▶ **ACTIVITY 1**
Reproduce the section of the book review that begins with the words containing "Single mother Abi" and ends with "identical to her.".
▶ **ACTIVITY 2**
Using the book review, decide whether each statement agrees with it. Answer yes or no, and quote the words that settle it.
(a) The novel is narrated by Olivia and her mother Abi.
(b) Abi finds the police involvement thorough and steady.
(c) The book is available from the publisher HQ Fiction.

Book review: A phone rings at midnight; a parent’s worst nightmare begins

Jan 30, 2019
Abi refuses to believe what happened to Olivia is an accident! Image Getty

The Night Olivia Fell by Christina McDonald is a compelling new psychological thriller with a level of suspense that will keep you guessing till the very last page.

Single mother Abi Knight has a close bond with her teenage daughter Olivia. However, the bond is too intense and Abi’s need to control her daughter’s life and limit her exposure to possible danger begins to cause a rift between the pair. Olivia wants to live her own life away from the complete control of her mother but doesn’t want to hurt her mother who has already known abandonment and sadness in her life.

Olivia is intent on finding out who her real father was and is not convinced of her mother’s story of a man who died before she was born. Olivia is catapulted into intense scrutiny of her origins when, by chance, she meets a girl her own age who is completely identical to her.

The seed is sown that perhaps the girls’ father is her own father and so she seeks to get to know Kendall. Kendall is the daughter of prominent senator Gavin Montgomery, and as he is involved in a re-election campaign, possible dirty secrets need to be hushed up so he avoids the possibility of his paternity.

The novel is narrated by the two main characters, Olivia and her mother Abi. Tension is created immediately when Abi is contacted in the night to be told her daughter is in hospital after a fall from a bridge, and although she is now brain dead and there is no hope of her regaining brain function, she is three months pregnant.

Abi is completely astounded and waits for the police to contact her as she sees bruises on her daughter’s wrists. When finally contacted by the police, their involvement seems half-hearted and sporadic, and so Abi decides she must find out her daughter’s attacker herself.

The Night Olivia Fell by Christina McDonald is an engrossing read. The plot itself was tight and the tension mounted at a perfect pace. The book itself causes one to consider that the people we believe we can trust may not be trustworthy, and a perfect stranger can become a loyal ally. Abi is facing the sobering fact that for her grandchild to be kept alive and delivered by cesarian section, her daughter Olivia will then die after having the life support turned off.

Manipulation, unmet expectations, secrets, abandonment issues and hush money all feature in this cleverly written story evoking a strong emotional response as the reader empathises with Abi’s frustration at the lack of police support and with the dilemma of watching your child slowly slip away from you.

I thoroughly enjoyed this book and it comes highly recommended by me. Fans of psychological thrillers with a twist of domestic noir will enjoy this book and as it has a list of book club questions in the back, it would be a perfect choice for a book club.

The Night Olivia Fell by Christina McDonald is available in digital or printed editions from the publisher HQ Fiction.

▶ **PROVIDED MATERIAL**
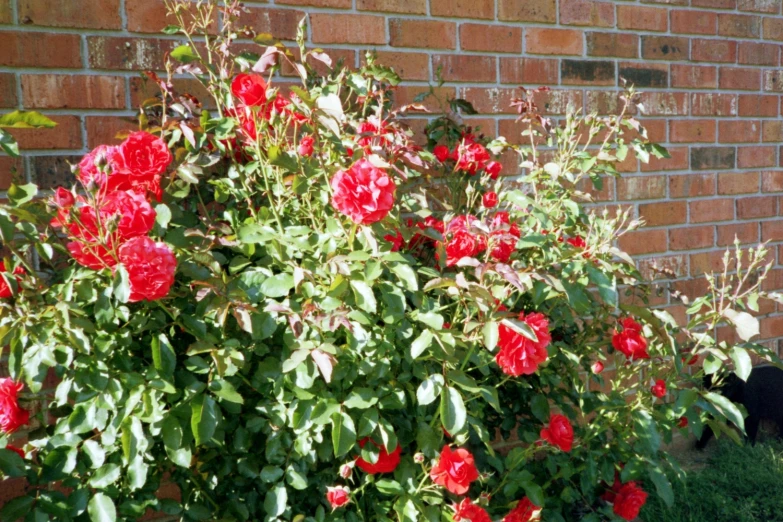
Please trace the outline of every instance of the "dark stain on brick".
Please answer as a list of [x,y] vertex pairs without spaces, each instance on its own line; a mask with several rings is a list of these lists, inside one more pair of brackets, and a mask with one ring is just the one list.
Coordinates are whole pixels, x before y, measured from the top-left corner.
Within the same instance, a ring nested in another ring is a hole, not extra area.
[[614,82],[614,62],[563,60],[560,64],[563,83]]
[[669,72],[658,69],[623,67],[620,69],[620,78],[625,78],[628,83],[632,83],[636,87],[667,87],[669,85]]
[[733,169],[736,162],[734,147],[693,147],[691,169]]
==
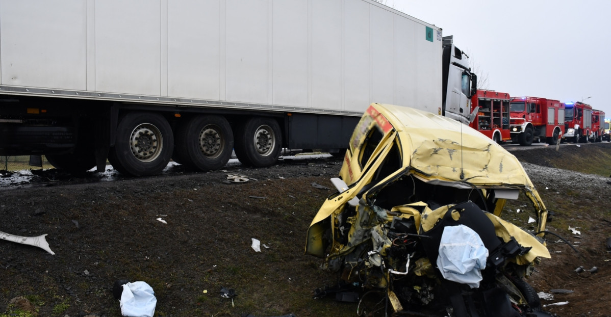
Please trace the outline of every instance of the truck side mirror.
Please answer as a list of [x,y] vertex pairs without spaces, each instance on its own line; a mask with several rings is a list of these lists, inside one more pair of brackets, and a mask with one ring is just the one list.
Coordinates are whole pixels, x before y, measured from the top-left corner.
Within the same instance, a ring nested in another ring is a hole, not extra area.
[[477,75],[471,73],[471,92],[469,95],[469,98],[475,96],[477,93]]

▶ **EXERCISE RESULT 1**
Single mother Abi Knight has a close bond with her teenage daughter Olivia. However, the bond is too intense and Abi’s need to control her daughter’s life and limit her exposure to possible danger begins to cause a rift between the pair. Olivia wants to live her own life away from the complete control of her mother but doesn’t want to hurt her mother who has already known abandonment and sadness in her life.

Olivia is intent on finding out who her real father was and is not convinced of her mother’s story of a man who died before she was born. Olivia is catapulted into intense scrutiny of her origins when, by chance, she meets a girl her own age who is completely identical to her.

▶ **EXERCISE RESULT 2**
(a) Yes: "The novel is narrated by the two main characters, Olivia and her mother Abi."
(b) No: "their involvement seems half-hearted and sporadic"
(c) Yes: "available in digital or printed editions from the publisher HQ Fiction"